Objective: Rewrite everything from the line containing "of the globe" down to the end of the listing, swapping each "photo" for "image" and leaving all else unchanged.
# Exercise materials start
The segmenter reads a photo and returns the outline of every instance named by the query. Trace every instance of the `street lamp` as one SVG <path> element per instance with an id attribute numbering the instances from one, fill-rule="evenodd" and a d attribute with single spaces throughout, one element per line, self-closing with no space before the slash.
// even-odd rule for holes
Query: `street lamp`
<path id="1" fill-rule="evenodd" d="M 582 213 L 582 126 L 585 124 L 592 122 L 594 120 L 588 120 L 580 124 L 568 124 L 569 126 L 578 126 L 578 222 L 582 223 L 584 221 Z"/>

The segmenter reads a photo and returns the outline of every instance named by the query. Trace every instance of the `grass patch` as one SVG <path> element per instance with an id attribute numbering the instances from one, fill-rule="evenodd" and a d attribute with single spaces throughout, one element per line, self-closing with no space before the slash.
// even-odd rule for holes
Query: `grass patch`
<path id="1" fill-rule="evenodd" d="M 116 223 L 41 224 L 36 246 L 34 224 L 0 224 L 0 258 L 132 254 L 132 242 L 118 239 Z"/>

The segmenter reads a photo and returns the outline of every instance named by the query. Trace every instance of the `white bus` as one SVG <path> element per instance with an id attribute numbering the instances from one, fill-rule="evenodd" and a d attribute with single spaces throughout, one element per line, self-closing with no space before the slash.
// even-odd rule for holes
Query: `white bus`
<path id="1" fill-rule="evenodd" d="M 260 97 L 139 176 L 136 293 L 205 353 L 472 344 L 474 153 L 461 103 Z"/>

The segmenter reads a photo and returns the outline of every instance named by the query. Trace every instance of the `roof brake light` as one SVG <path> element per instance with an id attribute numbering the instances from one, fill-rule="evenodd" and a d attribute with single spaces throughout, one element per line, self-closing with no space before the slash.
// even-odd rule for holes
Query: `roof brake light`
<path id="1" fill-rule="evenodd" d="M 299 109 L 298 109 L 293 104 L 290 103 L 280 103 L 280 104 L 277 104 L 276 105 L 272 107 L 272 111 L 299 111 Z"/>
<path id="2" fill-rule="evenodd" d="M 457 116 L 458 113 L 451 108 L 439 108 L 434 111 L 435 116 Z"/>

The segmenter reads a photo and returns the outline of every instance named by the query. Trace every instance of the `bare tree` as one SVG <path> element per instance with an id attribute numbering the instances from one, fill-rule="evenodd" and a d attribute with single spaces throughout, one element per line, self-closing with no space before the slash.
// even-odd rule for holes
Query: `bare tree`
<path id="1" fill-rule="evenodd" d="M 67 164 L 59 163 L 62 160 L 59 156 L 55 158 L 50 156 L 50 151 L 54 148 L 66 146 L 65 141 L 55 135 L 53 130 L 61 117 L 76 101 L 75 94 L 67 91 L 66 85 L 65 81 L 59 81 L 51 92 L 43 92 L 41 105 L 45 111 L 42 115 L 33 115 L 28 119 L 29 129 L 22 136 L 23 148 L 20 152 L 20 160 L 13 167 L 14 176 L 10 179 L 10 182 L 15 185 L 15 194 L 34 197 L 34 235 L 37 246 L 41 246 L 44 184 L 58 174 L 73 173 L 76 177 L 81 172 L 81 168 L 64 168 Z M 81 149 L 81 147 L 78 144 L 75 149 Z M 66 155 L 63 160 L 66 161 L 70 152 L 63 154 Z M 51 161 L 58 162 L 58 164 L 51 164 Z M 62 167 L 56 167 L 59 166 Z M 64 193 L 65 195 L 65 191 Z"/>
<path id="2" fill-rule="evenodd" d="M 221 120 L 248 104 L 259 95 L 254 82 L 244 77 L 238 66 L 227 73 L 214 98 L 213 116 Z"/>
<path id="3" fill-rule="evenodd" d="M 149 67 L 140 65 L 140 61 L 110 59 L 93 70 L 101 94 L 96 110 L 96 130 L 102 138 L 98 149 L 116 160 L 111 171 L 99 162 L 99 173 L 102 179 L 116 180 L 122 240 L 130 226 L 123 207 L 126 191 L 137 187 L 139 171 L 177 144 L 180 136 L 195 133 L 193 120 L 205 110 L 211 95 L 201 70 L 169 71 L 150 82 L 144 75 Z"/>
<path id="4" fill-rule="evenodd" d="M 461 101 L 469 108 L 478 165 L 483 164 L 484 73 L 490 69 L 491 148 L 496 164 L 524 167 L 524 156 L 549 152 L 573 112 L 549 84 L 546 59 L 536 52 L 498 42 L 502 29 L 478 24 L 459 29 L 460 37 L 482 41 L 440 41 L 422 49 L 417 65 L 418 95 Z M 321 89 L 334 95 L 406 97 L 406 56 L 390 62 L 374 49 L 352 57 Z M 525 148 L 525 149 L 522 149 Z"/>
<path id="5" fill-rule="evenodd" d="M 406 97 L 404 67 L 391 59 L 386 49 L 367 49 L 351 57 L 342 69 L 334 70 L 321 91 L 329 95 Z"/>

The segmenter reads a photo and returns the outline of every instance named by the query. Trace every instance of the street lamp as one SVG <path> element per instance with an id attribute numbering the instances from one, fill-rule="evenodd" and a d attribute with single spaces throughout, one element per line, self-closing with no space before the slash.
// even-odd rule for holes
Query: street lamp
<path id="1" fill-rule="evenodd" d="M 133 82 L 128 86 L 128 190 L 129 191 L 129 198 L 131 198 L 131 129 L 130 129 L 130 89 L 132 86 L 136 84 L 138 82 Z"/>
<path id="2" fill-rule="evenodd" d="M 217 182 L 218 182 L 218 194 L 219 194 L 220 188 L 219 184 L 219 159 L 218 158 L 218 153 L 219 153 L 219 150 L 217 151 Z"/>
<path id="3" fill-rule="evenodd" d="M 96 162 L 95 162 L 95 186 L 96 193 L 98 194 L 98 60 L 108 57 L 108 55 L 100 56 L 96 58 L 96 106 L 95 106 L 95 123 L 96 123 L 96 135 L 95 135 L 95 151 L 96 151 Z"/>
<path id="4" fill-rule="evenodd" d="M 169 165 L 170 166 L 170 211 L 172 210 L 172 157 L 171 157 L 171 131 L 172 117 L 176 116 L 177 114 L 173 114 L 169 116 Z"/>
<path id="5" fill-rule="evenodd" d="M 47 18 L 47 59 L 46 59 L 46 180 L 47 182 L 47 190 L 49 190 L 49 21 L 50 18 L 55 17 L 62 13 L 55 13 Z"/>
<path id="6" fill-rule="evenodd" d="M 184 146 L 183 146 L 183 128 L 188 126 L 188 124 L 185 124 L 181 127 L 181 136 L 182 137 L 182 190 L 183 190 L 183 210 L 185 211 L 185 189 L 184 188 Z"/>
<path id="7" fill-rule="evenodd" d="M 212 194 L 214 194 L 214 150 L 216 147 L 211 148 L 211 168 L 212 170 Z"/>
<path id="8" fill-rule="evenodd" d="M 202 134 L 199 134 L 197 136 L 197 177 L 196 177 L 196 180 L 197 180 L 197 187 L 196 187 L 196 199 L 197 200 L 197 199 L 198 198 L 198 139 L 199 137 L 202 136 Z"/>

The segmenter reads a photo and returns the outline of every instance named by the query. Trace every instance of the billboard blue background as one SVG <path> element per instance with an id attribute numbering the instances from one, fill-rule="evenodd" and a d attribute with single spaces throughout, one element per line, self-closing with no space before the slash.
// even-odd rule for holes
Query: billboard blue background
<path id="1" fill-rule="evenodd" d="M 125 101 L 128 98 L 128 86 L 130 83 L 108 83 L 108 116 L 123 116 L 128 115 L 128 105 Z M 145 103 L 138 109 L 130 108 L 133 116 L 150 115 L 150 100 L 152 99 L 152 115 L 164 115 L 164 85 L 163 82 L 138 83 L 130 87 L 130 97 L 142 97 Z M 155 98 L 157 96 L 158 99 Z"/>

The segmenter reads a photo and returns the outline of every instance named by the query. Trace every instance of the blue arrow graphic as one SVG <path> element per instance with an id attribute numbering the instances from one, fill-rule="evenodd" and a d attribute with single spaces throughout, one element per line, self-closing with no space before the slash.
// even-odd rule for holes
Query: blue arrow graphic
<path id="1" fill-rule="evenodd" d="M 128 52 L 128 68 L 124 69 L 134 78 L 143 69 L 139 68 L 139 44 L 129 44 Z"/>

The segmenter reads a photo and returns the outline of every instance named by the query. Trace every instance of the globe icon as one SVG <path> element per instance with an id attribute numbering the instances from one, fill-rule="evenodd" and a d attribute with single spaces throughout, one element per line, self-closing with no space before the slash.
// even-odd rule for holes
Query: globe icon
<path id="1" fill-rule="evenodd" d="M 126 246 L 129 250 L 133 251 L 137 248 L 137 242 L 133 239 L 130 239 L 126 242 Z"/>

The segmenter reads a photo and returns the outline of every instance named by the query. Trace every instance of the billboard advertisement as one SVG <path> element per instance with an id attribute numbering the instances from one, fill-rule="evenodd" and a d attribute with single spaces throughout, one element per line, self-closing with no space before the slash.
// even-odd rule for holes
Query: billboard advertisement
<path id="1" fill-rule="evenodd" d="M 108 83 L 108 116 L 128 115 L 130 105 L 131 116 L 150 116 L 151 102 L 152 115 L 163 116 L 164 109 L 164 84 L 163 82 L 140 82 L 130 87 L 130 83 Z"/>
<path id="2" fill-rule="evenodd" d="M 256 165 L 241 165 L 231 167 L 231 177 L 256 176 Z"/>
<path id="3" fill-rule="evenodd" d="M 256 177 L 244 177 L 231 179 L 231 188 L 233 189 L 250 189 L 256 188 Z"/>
# Exercise materials end
Finished answer:
The segmenter reads a image and returns the outline of every instance named by the query. Trace every instance of the globe icon as one SVG <path> element per instance with an id attribute numbering the instances from one, fill-rule="evenodd" and a d attribute with single spaces throughout, one element per line, self-closing with no space before the slash.
// even-odd rule for holes
Query: globe icon
<path id="1" fill-rule="evenodd" d="M 126 246 L 129 250 L 133 251 L 137 248 L 137 242 L 133 239 L 130 239 L 126 242 Z"/>

The segmenter reads a image and returns the outline of every instance named by the query. Trace every instance of the billboard advertisement as one SVG <path> element per instance with an id attribute numbering the instances from one, fill-rule="evenodd" and a d attribute with single spaces throughout, one element per line, self-closing with no space before the slash.
// even-odd rule for holes
Query: billboard advertisement
<path id="1" fill-rule="evenodd" d="M 108 83 L 108 116 L 128 115 L 130 105 L 131 116 L 150 116 L 151 102 L 152 115 L 163 116 L 164 109 L 164 84 L 163 82 L 140 82 L 130 87 L 130 83 Z"/>
<path id="2" fill-rule="evenodd" d="M 256 165 L 241 165 L 231 167 L 231 177 L 256 176 Z"/>
<path id="3" fill-rule="evenodd" d="M 256 177 L 244 177 L 231 179 L 231 188 L 233 189 L 250 189 L 256 188 Z"/>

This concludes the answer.